Records from a data source:
[start]
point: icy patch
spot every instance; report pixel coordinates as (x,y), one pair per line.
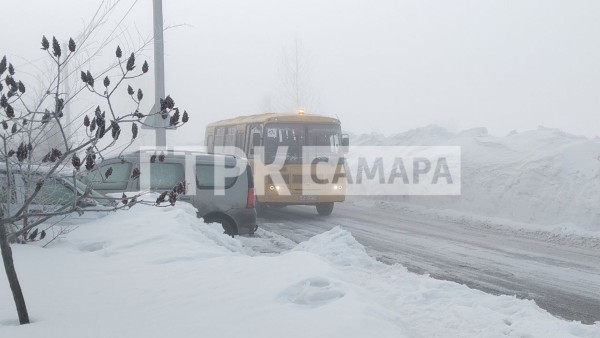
(313,292)
(340,248)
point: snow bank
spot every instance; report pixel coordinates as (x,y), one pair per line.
(542,176)
(155,272)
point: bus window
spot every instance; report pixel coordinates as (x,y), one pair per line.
(290,135)
(219,137)
(254,138)
(230,136)
(210,144)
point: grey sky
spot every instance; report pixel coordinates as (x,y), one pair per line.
(384,66)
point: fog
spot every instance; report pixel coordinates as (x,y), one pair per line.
(379,66)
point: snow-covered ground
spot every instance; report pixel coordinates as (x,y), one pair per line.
(544,176)
(152,272)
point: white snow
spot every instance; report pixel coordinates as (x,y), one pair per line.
(156,272)
(543,176)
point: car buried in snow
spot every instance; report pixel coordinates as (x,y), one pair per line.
(220,186)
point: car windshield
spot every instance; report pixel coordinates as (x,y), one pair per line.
(294,136)
(82,187)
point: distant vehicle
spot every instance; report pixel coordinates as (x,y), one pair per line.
(233,209)
(294,131)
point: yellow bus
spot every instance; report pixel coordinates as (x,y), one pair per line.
(271,132)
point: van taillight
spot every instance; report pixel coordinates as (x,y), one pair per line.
(250,202)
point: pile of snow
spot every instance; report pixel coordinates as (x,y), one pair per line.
(542,176)
(156,272)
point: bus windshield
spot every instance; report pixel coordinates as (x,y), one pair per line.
(296,135)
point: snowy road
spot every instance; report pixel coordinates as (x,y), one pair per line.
(562,274)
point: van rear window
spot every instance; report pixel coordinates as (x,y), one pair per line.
(205,178)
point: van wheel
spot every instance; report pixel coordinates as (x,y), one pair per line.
(229,227)
(325,209)
(260,208)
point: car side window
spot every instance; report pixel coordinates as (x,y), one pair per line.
(116,181)
(166,175)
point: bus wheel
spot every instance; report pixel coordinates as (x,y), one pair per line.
(325,209)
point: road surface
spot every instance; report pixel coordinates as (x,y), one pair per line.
(561,275)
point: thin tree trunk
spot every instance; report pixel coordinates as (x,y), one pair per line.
(11,274)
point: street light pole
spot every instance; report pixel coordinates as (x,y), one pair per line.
(159,74)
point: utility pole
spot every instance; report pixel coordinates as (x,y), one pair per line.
(159,74)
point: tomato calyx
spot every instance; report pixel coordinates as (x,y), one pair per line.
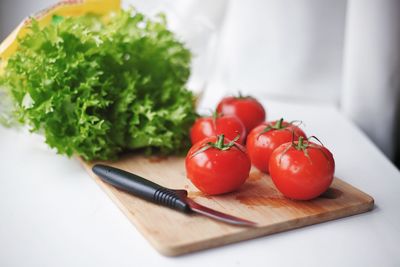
(302,144)
(241,96)
(220,145)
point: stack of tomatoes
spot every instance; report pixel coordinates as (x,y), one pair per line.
(237,135)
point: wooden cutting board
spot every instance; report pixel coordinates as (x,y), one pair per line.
(173,233)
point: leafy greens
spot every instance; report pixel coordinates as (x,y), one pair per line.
(97,86)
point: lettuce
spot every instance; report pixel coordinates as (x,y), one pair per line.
(98,86)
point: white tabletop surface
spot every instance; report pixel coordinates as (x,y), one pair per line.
(54,214)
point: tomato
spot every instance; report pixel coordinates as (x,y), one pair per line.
(247,109)
(217,165)
(265,138)
(230,126)
(302,170)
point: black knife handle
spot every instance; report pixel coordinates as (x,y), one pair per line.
(140,187)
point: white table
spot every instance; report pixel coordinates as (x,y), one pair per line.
(54,214)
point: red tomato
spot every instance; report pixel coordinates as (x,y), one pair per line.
(247,109)
(265,138)
(230,126)
(302,170)
(217,165)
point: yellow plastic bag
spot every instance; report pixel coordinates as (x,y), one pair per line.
(63,8)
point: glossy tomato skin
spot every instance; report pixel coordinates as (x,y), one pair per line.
(300,177)
(260,146)
(247,109)
(205,127)
(217,172)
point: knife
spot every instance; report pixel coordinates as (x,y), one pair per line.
(175,199)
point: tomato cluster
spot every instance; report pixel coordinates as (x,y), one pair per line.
(218,162)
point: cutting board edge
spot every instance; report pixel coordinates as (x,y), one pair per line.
(182,249)
(172,250)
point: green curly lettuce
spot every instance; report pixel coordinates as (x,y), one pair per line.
(96,86)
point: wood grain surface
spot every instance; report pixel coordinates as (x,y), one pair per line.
(173,233)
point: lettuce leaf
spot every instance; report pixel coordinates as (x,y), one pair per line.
(97,86)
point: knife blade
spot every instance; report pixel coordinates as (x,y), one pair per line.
(175,199)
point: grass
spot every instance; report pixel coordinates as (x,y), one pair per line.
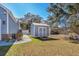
(42,48)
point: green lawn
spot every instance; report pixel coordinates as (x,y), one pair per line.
(42,48)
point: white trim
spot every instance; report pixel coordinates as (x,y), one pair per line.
(7,24)
(0,29)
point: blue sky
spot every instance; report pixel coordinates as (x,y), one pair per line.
(19,9)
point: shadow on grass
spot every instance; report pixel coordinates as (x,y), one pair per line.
(5,49)
(75,41)
(46,39)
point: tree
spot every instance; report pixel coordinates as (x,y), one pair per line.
(70,12)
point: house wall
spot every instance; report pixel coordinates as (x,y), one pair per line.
(13,27)
(35,31)
(3,18)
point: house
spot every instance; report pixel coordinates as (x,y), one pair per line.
(40,30)
(8,24)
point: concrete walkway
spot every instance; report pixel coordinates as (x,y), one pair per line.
(24,40)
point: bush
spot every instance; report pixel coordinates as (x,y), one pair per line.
(19,35)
[end]
Copy the listing exactly. Any image in it stays out of the copy.

_OUTPUT FOR THIS TASK_:
point: icy patch
spot every instance; report pixel coordinates as (x,y), one pair per line.
(313,292)
(340,248)
point: snow bank
spot every instance; report pixel coordinates as (x,y), one pair per line.
(542,176)
(155,272)
point: bus window
spot every instance; report pixel coordinates as (x,y), one pair per line.
(290,135)
(219,137)
(254,138)
(230,136)
(210,144)
point: grey sky
spot every instance; report pixel coordinates as (x,y), one pair per line.
(384,66)
point: fog
spot every instance; report pixel coordinates as (x,y), one pair per line.
(379,66)
point: snow-covered ground
spot every instance; report pixel coordinates as (x,y), one pair per line.
(544,176)
(152,272)
point: white snow
spot every instance; report pixel coordinates as (x,y), one pair per line.
(156,272)
(543,176)
point: car buried in snow
spot every instance; report pixel coordinates as (x,y), one pair per line.
(220,186)
point: car windshield
spot every instance; report pixel coordinates as (x,y), one pair per line.
(294,136)
(82,187)
point: distant vehicle
spot every instance; report pixel coordinates as (x,y), one pair per line.
(233,209)
(294,131)
point: yellow bus
spot every instance; report pixel coordinates as (x,y), one pair per line.
(271,132)
point: van taillight
spot every instance; report pixel coordinates as (x,y), one pair per line.
(250,202)
point: pile of snow
spot every instance; report pixel coordinates as (x,y), one pair per line.
(542,176)
(156,272)
point: bus windshield
spot every instance; report pixel coordinates as (x,y), one pair per line.
(296,135)
point: snowy road
spot every instance; report pixel coordinates as (x,y), one pair per line.
(562,274)
point: van rear window
spot every instance; report pixel coordinates as (x,y), one pair per line.
(205,178)
point: van wheel
spot every instance; report pixel coordinates as (x,y), one pair per line.
(229,227)
(325,209)
(260,208)
point: car side window
spot every instance; report pixel coordinates as (x,y), one pair per line.
(116,181)
(166,175)
point: bus wheel
spot every instance; report pixel coordinates as (x,y), one pair per line.
(325,209)
point: road surface
spot every instance; report pixel coordinates as (x,y), one pair per line.
(561,275)
point: thin tree trunk
spot every instance; report pixel coordinates as (x,y), one pair per line.
(11,274)
point: street light pole
spot every instance; report pixel coordinates as (x,y), one pair per line.
(159,74)
point: utility pole
spot every instance; report pixel coordinates as (x,y), one pair per line.
(159,74)
point: tomato calyx
spot every instance; report pixel coordinates as (x,y), one pair per line.
(302,144)
(241,96)
(220,145)
point: stack of tomatoes
spot every instance; report pixel coordinates as (x,y), one pair per line.
(237,135)
point: wooden cutting board
spot every instance; report pixel coordinates as (x,y), one pair per line.
(173,233)
point: leafy greens
spot every instance; report pixel coordinates as (x,y), one pair per line.
(97,86)
point: lettuce
spot every instance; report pixel coordinates as (x,y), one pair per line.
(98,86)
point: white tabletop surface
spot every instance; report pixel coordinates as (x,y), one pair per line.
(54,214)
point: tomato
spot every instance; report pixel coordinates as (x,y), one pair per line.
(247,109)
(217,165)
(265,138)
(230,126)
(302,170)
point: black knife handle
spot every instance; report pixel coordinates as (x,y), one pair per line.
(140,187)
point: white table
spot every instance; report pixel coordinates as (x,y), one pair per line.
(54,214)
point: red tomato
spot every instance; report pixel coordinates as (x,y), one pair per line.
(247,109)
(265,138)
(230,126)
(302,170)
(217,165)
point: yellow plastic bag
spot every instance; report pixel coordinates as (x,y), one pair per line.
(63,8)
point: glossy tomato skin
spot every instance; report pixel coordinates as (x,y), one pair per line.
(300,177)
(260,146)
(247,109)
(205,127)
(217,172)
point: knife
spot every instance; report pixel coordinates as (x,y), one pair per line.
(175,199)
point: tomato cluster
spot every instance; report pixel coordinates as (x,y), one pair per line.
(218,162)
point: cutting board edge
spot every instance; report pixel coordinates as (x,y), one pair per line.
(182,249)
(172,250)
point: green curly lettuce
spot every instance; report pixel coordinates as (x,y), one pair per line.
(96,86)
point: wood grain surface
spot every instance; report pixel coordinates as (x,y), one pair per line.
(173,233)
point: lettuce leaf
spot every instance; report pixel coordinates as (x,y), one pair per line.
(97,86)
point: knife blade
spot every instance; report pixel coordinates as (x,y), one pair per line.
(175,199)
point: grass
spot every instance; report pixel coordinates as (x,y), one pair per line.
(42,48)
point: green lawn
spot every instance; report pixel coordinates as (x,y), one pair per line.
(42,48)
point: white trim
spot every instance; report pixel coordinates as (x,y), one pair per line.
(7,24)
(0,29)
point: blue sky
spot every instance; report pixel coordinates as (x,y), one pair per line.
(19,9)
point: shadow on grass
spot every instance; report pixel coordinates as (x,y), one pair per line.
(5,49)
(75,41)
(46,39)
point: tree
spot every instance; report pixel coordinates as (x,y), one pair per line.
(70,12)
point: house wall
spot every instance; report pixel coordinates as (x,y), one pair per line.
(13,27)
(35,31)
(3,18)
point: house
spot every instance; report pixel coordinates as (x,y), one pair per line.
(40,30)
(8,24)
point: concrete walkway
spot every instance; report pixel coordinates as (x,y), one pair per line.
(24,40)
point: bush
spot every instance; report pixel coordinates as (x,y), one pair per line.
(19,35)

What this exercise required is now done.